Work to complete: Rewrite the entries below with "polo shirt" swapped for "T-shirt" and nothing else changed. Leave out the pictures.

Material supplied:
┌──

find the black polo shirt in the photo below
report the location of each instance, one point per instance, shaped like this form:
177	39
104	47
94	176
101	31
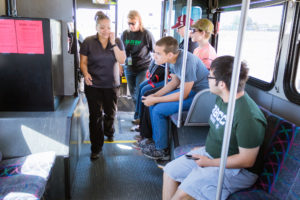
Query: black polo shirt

└──

Correct output:
find the black T-shirt in the photo below
report the location of each instance, one point per instance, shaped like this form:
177	39
104	47
94	176
101	31
Query: black T-shirt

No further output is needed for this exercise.